* [Task objective]
Count the lines in the records below that contain the string "black", treating uppercase and lowercase as different. Give only the number.

* [Data extract]
+ + + + +

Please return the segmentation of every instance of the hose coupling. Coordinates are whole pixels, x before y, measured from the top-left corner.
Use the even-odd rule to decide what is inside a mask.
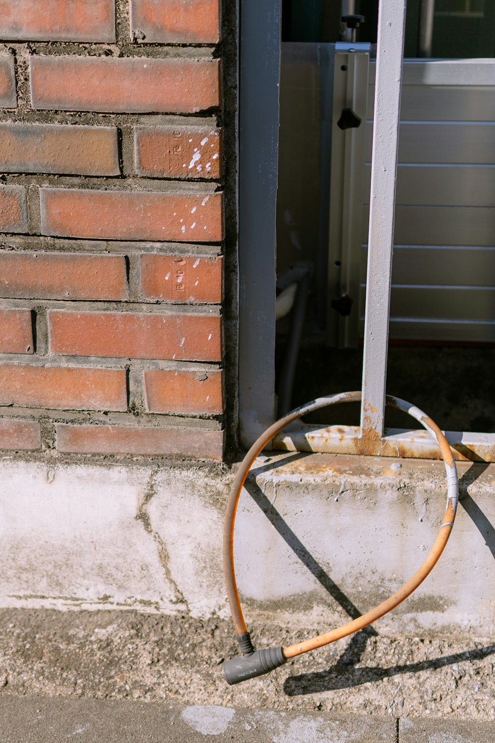
[[[245,632],[243,635],[236,635],[235,639],[243,655],[251,655],[255,652],[255,646],[251,641],[251,635],[249,632]]]
[[[223,663],[223,675],[227,684],[239,684],[255,676],[262,676],[287,662],[282,648],[263,648],[249,655],[240,655]]]

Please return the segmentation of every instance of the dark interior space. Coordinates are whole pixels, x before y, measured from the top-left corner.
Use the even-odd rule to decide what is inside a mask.
[[[356,41],[376,43],[377,0],[355,0],[355,2],[351,0],[350,3],[343,3],[340,0],[283,0],[283,59],[284,42],[285,48],[293,42],[300,43],[301,47],[306,45],[307,59],[309,60],[310,45],[324,45],[339,41],[342,38],[342,9],[348,6],[350,6],[352,12],[366,18],[366,22],[357,29]],[[432,7],[434,8],[432,58],[489,58],[495,55],[495,3],[484,0],[436,0]],[[409,0],[406,16],[404,57],[416,58],[423,56],[419,44],[421,13],[422,0]],[[281,85],[283,85],[284,80],[289,81],[286,84],[293,84],[295,87],[298,85],[295,76],[292,76],[290,80],[289,77],[290,76],[286,75],[284,78],[283,67]],[[304,94],[306,93],[301,88],[299,96],[301,101]],[[315,106],[323,105],[322,101],[318,100]],[[310,129],[311,126],[315,128],[313,120],[319,115],[319,112],[315,113],[315,108],[311,108],[309,94],[304,104],[301,103],[299,108],[296,108],[292,106],[291,108],[284,101],[283,88],[281,111],[280,152],[282,157],[282,153],[286,153],[288,150],[288,148],[286,150],[283,149],[286,136],[283,117],[286,120],[290,119],[292,122],[297,120],[297,126],[301,129],[306,125]],[[424,117],[428,118],[427,109]],[[323,136],[324,135],[321,134]],[[321,166],[320,171],[317,169],[317,149],[322,145],[316,139],[315,137],[312,144],[309,146],[307,157],[312,158],[312,172],[317,174],[317,178],[321,178]],[[311,149],[311,147],[313,149]],[[487,163],[492,162],[490,157],[487,155]],[[482,166],[488,168],[492,166],[487,164]],[[298,190],[299,195],[303,192],[307,195],[313,189],[314,200],[317,199],[318,188],[315,186],[317,178],[312,179],[309,166],[306,172],[298,174],[295,165],[292,166],[291,170],[289,166],[281,163],[279,192],[281,174],[282,178],[292,179],[294,188]],[[282,189],[285,187],[283,184],[281,187]],[[296,236],[297,240],[291,239],[292,246],[286,250],[282,245],[279,254],[279,239],[281,242],[285,239],[287,244],[290,241],[284,234],[284,230],[287,235],[289,231],[291,235],[295,231],[295,218],[292,214],[287,215],[288,213],[286,212],[284,219],[281,220],[281,228],[278,227],[278,267],[281,267],[281,271],[286,272],[287,262],[292,260],[294,256],[299,261],[308,260],[313,267],[290,405],[290,407],[295,407],[322,395],[360,389],[362,381],[362,340],[354,348],[339,348],[337,345],[341,345],[341,343],[332,344],[329,342],[328,334],[325,332],[321,317],[318,316],[317,296],[318,279],[322,273],[326,274],[327,267],[322,267],[318,263],[312,234],[309,235],[306,243],[301,235]],[[297,242],[301,242],[301,245],[296,244]],[[486,244],[488,246],[490,244]],[[488,250],[485,252],[488,253]],[[460,255],[460,251],[458,251],[458,255]],[[489,260],[491,260],[491,256]],[[428,265],[425,266],[424,270],[427,272],[433,270]],[[491,271],[492,269],[490,269],[489,273],[491,273]],[[485,275],[487,275],[486,270]],[[467,279],[466,283],[468,282]],[[411,283],[413,282],[411,281]],[[424,283],[429,282],[425,281]],[[432,279],[430,283],[434,284],[435,282]],[[452,282],[452,284],[460,282]],[[473,282],[473,285],[481,285],[481,283]],[[488,279],[487,283],[490,283]],[[486,296],[486,292],[484,296]],[[433,300],[433,305],[436,302],[440,306],[443,296],[443,294],[439,294],[438,299]],[[477,296],[476,294],[476,297]],[[476,301],[477,299],[475,298],[474,302]],[[495,320],[495,317],[492,316],[490,319]],[[284,354],[292,332],[291,322],[289,315],[278,321],[276,326],[275,371],[278,394],[281,369],[284,366]],[[426,339],[422,340],[421,337],[416,337],[413,340],[401,340],[400,337],[396,337],[389,346],[387,392],[421,408],[445,429],[495,432],[494,379],[495,344],[493,343],[470,343],[465,340],[461,342],[448,340],[432,342]],[[286,411],[279,409],[278,414],[284,412]],[[308,423],[325,425],[358,425],[358,406],[333,406],[331,409],[319,411],[305,420]],[[387,411],[386,423],[387,427],[390,428],[407,429],[410,428],[411,425],[412,427],[416,427],[416,424],[412,424],[411,419],[407,415],[390,409]]]

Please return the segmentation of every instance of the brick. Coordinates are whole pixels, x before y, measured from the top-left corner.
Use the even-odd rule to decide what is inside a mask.
[[[0,418],[0,449],[20,452],[41,448],[42,435],[39,423]]]
[[[220,361],[220,317],[117,312],[48,312],[55,354]]]
[[[23,186],[0,186],[0,232],[27,233],[27,209]]]
[[[0,353],[32,354],[33,345],[30,311],[0,310]]]
[[[0,124],[0,171],[118,175],[117,128]]]
[[[219,242],[222,195],[40,189],[42,233],[108,240]]]
[[[114,42],[115,0],[0,0],[0,39]]]
[[[0,57],[0,108],[15,108],[16,106],[14,58],[2,56]]]
[[[223,409],[221,372],[151,369],[144,377],[149,412],[218,415]]]
[[[123,369],[0,366],[0,405],[126,410]]]
[[[75,426],[59,424],[56,447],[77,454],[136,454],[221,459],[223,432],[137,426]]]
[[[126,299],[123,256],[0,251],[0,296]]]
[[[131,29],[155,44],[216,44],[220,0],[131,0]]]
[[[220,129],[137,126],[136,172],[151,178],[219,178]]]
[[[220,106],[217,59],[53,55],[32,56],[30,66],[33,108],[195,113]]]
[[[147,299],[220,303],[222,259],[142,256],[140,288]]]

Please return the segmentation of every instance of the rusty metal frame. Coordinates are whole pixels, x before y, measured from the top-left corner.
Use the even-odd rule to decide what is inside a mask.
[[[384,430],[390,279],[405,0],[381,0],[376,56],[361,426],[301,425],[273,439],[282,451],[438,459],[424,430]],[[495,461],[495,436],[446,431],[454,458]]]

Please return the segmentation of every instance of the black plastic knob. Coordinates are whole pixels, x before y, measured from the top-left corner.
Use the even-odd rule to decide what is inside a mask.
[[[352,108],[342,108],[341,117],[337,122],[339,129],[357,129],[361,124],[361,117],[355,114]]]
[[[364,16],[342,16],[341,20],[347,28],[359,28],[361,24],[364,23],[366,19]]]

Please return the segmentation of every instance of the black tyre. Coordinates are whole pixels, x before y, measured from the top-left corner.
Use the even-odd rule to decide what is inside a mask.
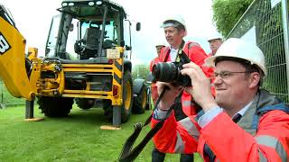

+ + + + +

* [Problem solution]
2